**Set task**
Convert the entries below into a numbered list with one item per line, skipping any blank lines. Leave the pictures out of your answer.

◇ ◇ ◇

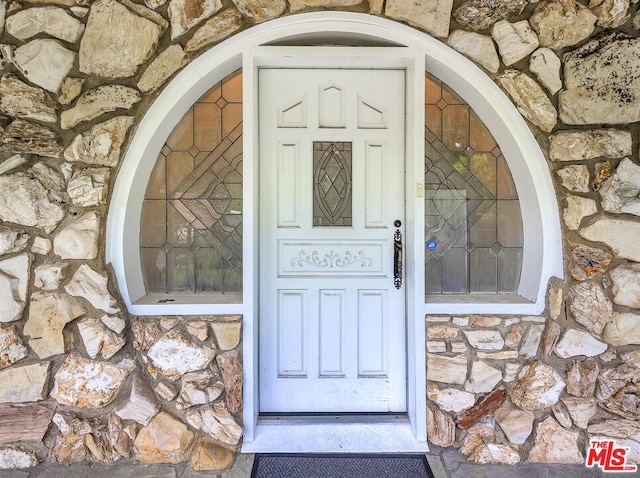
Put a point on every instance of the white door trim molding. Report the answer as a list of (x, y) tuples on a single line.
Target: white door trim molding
[(526, 162)]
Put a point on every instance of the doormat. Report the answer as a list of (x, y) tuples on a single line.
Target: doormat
[(340, 466)]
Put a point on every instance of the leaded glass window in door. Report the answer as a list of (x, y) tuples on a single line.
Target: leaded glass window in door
[(473, 224), (191, 222)]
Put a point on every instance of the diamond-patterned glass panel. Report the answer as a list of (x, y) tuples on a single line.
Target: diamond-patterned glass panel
[(473, 224), (332, 184), (191, 222)]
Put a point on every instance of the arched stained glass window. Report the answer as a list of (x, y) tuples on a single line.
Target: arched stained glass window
[(473, 223), (191, 222)]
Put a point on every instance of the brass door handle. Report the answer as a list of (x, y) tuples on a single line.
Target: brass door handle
[(397, 255)]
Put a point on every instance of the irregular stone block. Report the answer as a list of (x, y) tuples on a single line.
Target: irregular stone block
[(433, 16), (165, 440), (555, 444), (48, 315), (174, 355), (515, 40), (577, 342), (114, 52), (529, 98), (480, 48), (563, 23), (85, 383), (79, 240), (621, 192), (161, 68), (24, 383), (44, 62), (611, 96), (218, 28), (92, 286), (539, 386), (52, 21), (619, 234), (96, 102), (481, 14), (20, 100), (185, 14), (25, 137), (262, 10)]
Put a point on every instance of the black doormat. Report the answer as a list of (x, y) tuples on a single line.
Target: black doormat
[(340, 466)]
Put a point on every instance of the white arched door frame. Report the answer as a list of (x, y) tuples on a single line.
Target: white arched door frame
[(416, 52)]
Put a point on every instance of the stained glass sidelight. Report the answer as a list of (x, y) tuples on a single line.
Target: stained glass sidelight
[(473, 224), (332, 184), (191, 223)]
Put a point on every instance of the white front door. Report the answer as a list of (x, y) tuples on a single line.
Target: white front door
[(332, 321)]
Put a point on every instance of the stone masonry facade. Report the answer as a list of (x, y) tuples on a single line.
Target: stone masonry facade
[(83, 380)]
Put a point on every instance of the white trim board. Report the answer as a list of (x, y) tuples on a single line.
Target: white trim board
[(543, 244)]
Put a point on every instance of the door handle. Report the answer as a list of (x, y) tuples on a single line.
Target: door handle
[(397, 255)]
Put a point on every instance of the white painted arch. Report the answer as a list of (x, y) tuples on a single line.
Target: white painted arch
[(543, 244)]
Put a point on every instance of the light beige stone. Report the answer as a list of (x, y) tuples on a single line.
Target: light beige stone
[(619, 234), (484, 339), (50, 276), (624, 329), (140, 405), (545, 64), (215, 420), (261, 10), (174, 355), (577, 209), (185, 14), (98, 339), (44, 62), (218, 28), (92, 286), (529, 98), (610, 13), (52, 21), (562, 23), (441, 428), (576, 342), (227, 334), (165, 440), (80, 382), (98, 101), (113, 52), (20, 100), (11, 347), (450, 399), (590, 144), (100, 145), (590, 306), (575, 178), (48, 315), (515, 40), (433, 16), (480, 48), (298, 5), (24, 383), (621, 192), (161, 69), (555, 444), (610, 97), (539, 386), (447, 369), (79, 240), (515, 423)]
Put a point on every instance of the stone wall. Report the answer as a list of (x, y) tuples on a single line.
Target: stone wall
[(80, 379)]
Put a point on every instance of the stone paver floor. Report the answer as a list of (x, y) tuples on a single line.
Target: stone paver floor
[(445, 463)]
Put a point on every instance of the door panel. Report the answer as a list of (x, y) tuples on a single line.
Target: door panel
[(332, 324)]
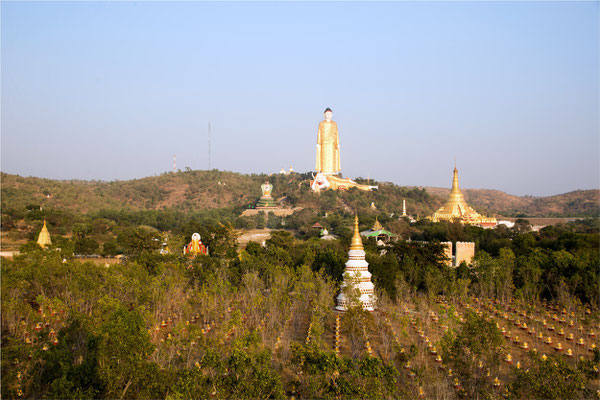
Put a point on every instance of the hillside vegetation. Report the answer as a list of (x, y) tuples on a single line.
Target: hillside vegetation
[(201, 190), (578, 203)]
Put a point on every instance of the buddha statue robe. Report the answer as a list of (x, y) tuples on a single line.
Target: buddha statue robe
[(328, 149)]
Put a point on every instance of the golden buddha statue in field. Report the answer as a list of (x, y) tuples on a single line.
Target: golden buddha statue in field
[(328, 159), (328, 146)]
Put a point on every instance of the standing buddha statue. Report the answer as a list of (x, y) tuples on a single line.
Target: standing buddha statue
[(328, 146)]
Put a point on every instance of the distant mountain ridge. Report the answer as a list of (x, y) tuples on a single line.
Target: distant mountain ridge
[(197, 190)]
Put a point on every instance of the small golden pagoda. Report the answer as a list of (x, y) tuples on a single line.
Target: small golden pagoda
[(44, 238), (456, 208)]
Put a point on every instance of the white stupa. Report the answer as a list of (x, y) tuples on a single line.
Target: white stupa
[(357, 273)]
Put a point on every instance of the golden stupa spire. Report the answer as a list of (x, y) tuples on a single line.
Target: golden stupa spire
[(356, 243), (457, 208), (377, 225), (44, 238)]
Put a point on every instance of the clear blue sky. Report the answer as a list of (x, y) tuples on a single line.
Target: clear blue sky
[(111, 90)]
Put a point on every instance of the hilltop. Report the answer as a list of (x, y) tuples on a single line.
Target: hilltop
[(204, 190)]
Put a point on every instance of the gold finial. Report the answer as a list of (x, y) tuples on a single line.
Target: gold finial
[(356, 243), (455, 187), (377, 225)]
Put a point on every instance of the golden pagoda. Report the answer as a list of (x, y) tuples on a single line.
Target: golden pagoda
[(44, 238), (456, 208)]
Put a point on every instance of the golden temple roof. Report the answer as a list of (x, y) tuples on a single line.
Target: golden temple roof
[(356, 243), (44, 237), (457, 208), (377, 225)]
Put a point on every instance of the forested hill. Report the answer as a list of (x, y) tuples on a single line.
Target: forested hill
[(200, 190)]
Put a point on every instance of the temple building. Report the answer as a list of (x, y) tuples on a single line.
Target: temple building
[(456, 208), (379, 233), (356, 276), (195, 247), (44, 237)]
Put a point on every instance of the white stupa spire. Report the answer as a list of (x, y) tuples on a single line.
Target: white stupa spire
[(357, 274)]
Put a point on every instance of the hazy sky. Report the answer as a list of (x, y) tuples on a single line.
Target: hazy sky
[(111, 90)]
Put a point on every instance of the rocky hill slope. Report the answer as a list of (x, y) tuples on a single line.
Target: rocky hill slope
[(201, 190)]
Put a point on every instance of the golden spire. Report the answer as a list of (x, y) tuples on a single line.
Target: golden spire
[(356, 243), (377, 225), (44, 238), (455, 180)]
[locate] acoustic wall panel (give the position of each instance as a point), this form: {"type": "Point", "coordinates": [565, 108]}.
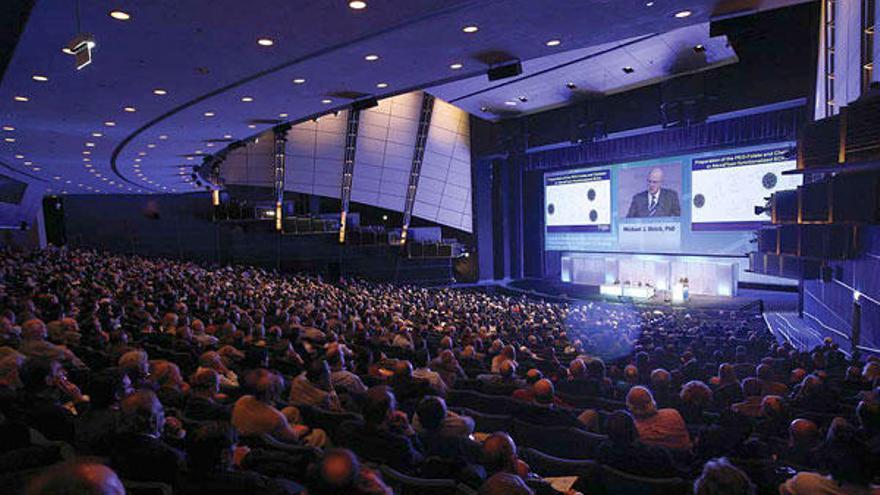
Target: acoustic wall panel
{"type": "Point", "coordinates": [444, 192]}
{"type": "Point", "coordinates": [314, 156]}
{"type": "Point", "coordinates": [385, 143]}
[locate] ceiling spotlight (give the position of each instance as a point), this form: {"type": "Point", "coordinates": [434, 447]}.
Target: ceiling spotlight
{"type": "Point", "coordinates": [120, 15]}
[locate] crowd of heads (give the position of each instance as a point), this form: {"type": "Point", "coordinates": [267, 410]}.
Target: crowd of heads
{"type": "Point", "coordinates": [200, 376]}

◇ ◇ ◇

**Task response**
1. Put a point on every instance of the white door trim molding. Report the answer as a list of (x, y) tuples on a single line.
2. Target: white door trim molding
3. [(526, 162)]
4. Put a point on every instance of the doormat. Report the answer as a list of (x, y) tuples on a single line.
5. Target: doormat
6. [(340, 466)]
7. Put a point on every instance of the leaded glass window in door. Report the answer as a list of (x, y) tuples on a single line.
8. Target: leaded glass window in door
9. [(473, 224), (191, 222)]
10. Put a point on every instance of the diamond-patterned glass panel. Report the answer as a list of (x, y) tuples on a single line.
11. Target: diamond-patterned glass panel
12. [(473, 224), (332, 184), (191, 222)]
13. Put a point on every instance of the arched stained glass window. Report the answer as a list of (x, y) tuples on a single line.
14. Target: arched stained glass window
15. [(473, 223), (191, 222)]
16. Put a point on every instance of the brass door handle. Report the answer as a list of (x, y) tuples on a single line.
17. Target: brass door handle
18. [(397, 255)]
19. Put a point on every instance of the irregular stone block. Report the answer as a list of (x, y) tuples on a single line.
20. Target: irregular stone block
21. [(433, 16), (165, 440), (555, 444), (48, 315), (174, 355), (515, 40), (577, 342), (114, 52), (529, 98), (480, 48), (563, 23), (85, 383), (79, 240), (621, 192), (161, 68), (24, 383), (44, 62), (611, 96), (218, 28), (92, 286), (539, 386), (52, 21), (619, 234), (96, 102), (481, 14), (20, 100), (185, 14), (25, 137), (262, 10)]
22. Put a point on every instance of the black doormat. Report the answer as a list of (x, y) tuples on a single line.
23. Target: black doormat
24. [(340, 466)]
25. Put a point on every instance of the white arched door frame. Report the answer as a list of (x, y) tuples on a single line.
26. Target: white arched door frame
27. [(416, 52)]
28. Put a point on every instance of the stained glass sidelight. Report the answer as a list of (x, y) tuples on a single line.
29. Target: stained glass sidelight
30. [(473, 224), (332, 184), (191, 223)]
31. Put a point on every instance of the white front door. Report the answer as a list of (x, y) tuples on a single line.
32. Target: white front door
33. [(332, 321)]
34. Put a point on every instance of the stone masonry facade. Report the answer as a list of (x, y) tuples on a single line.
35. Target: stone masonry facade
36. [(83, 380)]
37. Put a point on every instance of the white trim board. Report the answer as a list of (x, y) tuples on a single line.
38. Target: white trim board
39. [(543, 244)]
40. Put a point on every instance of the door handle. Report the answer as a list of (x, y) tuples on a single line.
41. Target: door handle
42. [(397, 255)]
43. Put a point on every instance of the white painted arch. Report the answer as a list of (x, y) tuples on a single line.
44. Target: white painted arch
45. [(543, 244)]
46. Put a point on every instance of the light beige stone. Report the answer as a list of (x, y) tuples on a single line.
47. Target: light beige stone
48. [(619, 234), (484, 339), (50, 276), (624, 329), (140, 405), (545, 64), (215, 420), (261, 10), (174, 355), (577, 209), (185, 14), (98, 339), (44, 62), (218, 28), (92, 286), (529, 98), (610, 13), (52, 21), (562, 23), (441, 428), (576, 342), (227, 334), (165, 440), (80, 382), (98, 101), (113, 52), (20, 100), (11, 347), (450, 399), (590, 144), (100, 145), (590, 306), (575, 178), (48, 315), (515, 40), (433, 16), (480, 48), (298, 5), (24, 383), (621, 192), (161, 69), (555, 444), (610, 97), (539, 386), (447, 369), (79, 240), (515, 423)]
49. Put a point on every instance of the stone wall. Report the answer as a list of (x, y) tuples on a single line.
50. Target: stone wall
51. [(80, 379)]
52. Put a point on every instance of the stone paver floor. Report the answer as a list of (x, y) tuples on a single line.
53. Target: stone paver floor
54. [(445, 463)]
55. Put a point on every instance of the door panel. Report the answer as a list of (x, y) tuples on a single line.
56. Target: door panel
57. [(332, 324)]
58. Put a point on every instance of the hillside vegetation. Report the answer as a list of (x, y) tuples on a single line.
59. Target: hillside vegetation
60. [(201, 190), (578, 203)]
61. Put a point on every instance of the buddha statue robe. Report the answer as a list of (x, y) tuples on a single line.
62. Target: buddha statue robe
63. [(328, 149)]
64. Put a point on every instance of the golden buddha statue in field. Report the answer as a list of (x, y) tuples on a single line.
65. Target: golden buddha statue in field
66. [(328, 159), (328, 146)]
67. Put a point on every instance of the standing buddha statue. Report the answer as a list of (x, y) tuples on a single line.
68. Target: standing buddha statue
69. [(328, 146)]
70. Put a point on every instance of the distant mountain ridge. Report the answer as a list of (x, y) tuples on a single line.
71. Target: distant mountain ridge
72. [(197, 190)]
73. Put a point on every instance of the small golden pagoda. Report the answer as a list of (x, y) tuples on a single line.
74. Target: small golden pagoda
75. [(44, 238), (456, 208)]
76. Put a point on every instance of the white stupa. Report the answer as a list of (x, y) tuples on a single line.
77. Target: white stupa
78. [(357, 273)]
79. Put a point on every instance of the golden stupa spire. Report the answer as a list of (x, y) tuples on a single line.
80. Target: golden stupa spire
81. [(356, 243), (457, 208), (377, 225), (44, 238)]
82. Put a point on every instance of the clear blue sky. Report the answer as a list of (x, y) tuples on a single line.
83. Target: clear blue sky
84. [(111, 90)]
85. Put a point on every instance of the hilltop. Report the answer as a list of (x, y) tuples on a single line.
86. Target: hilltop
87. [(204, 190)]
88. Put a point on every instance of the gold finial. Report the answer as a list of (x, y) tuples on a single line.
89. Target: gold finial
90. [(356, 243), (455, 187), (377, 225)]
91. Put a point on every instance of the golden pagoda. Report the answer as a list of (x, y) tuples on a single line.
92. Target: golden pagoda
93. [(44, 238), (456, 208)]
94. Put a point on every instance of the golden temple roof. Report the answer as a list of (x, y) tuples on a single line.
95. Target: golden temple roof
96. [(356, 243), (44, 237), (457, 208), (377, 225)]
97. Put a point on every instance of the forested hill. Report the answer as a list of (x, y) tuples on a single line.
98. Target: forested hill
99. [(200, 190)]
100. Put a point on every instance of the temple building. Report the answer as a list of (x, y) tuples on a single line.
101. Target: temple building
102. [(456, 208), (379, 233), (356, 276), (195, 247), (44, 237)]
103. Put a point on every instance of the white stupa spire. Report the answer as a list of (x, y) tuples on a single line.
104. Target: white stupa spire
105. [(357, 274)]
106. Put a point on every instance of the hazy sky. Report the answer as a list of (x, y) tuples on a single line.
107. Target: hazy sky
108. [(111, 90)]
109. Put a point on every instance of the rocky hill slope. Report the answer as a list of (x, y) tuples on a single line.
110. Target: rocky hill slope
111. [(201, 190)]
112. Put a point on every instance of the golden spire. Report the answer as a list of (x, y) tuples on a single line.
113. Target: golden spire
114. [(356, 243), (377, 225), (44, 238), (455, 180)]
115. [locate] acoustic wall panel (give the position of each instance as a point), this form: {"type": "Point", "coordinates": [565, 108]}.
116. Target: acoustic wall panel
117. {"type": "Point", "coordinates": [444, 192]}
118. {"type": "Point", "coordinates": [314, 156]}
119. {"type": "Point", "coordinates": [385, 143]}
120. [locate] ceiling spotlight (give the position of each instance as a point), this form: {"type": "Point", "coordinates": [434, 447]}.
121. Target: ceiling spotlight
122. {"type": "Point", "coordinates": [120, 15]}
123. [locate] crowd of heads (give the position of each instance as a point), this form: {"type": "Point", "coordinates": [267, 410]}.
124. Target: crowd of heads
125. {"type": "Point", "coordinates": [200, 376]}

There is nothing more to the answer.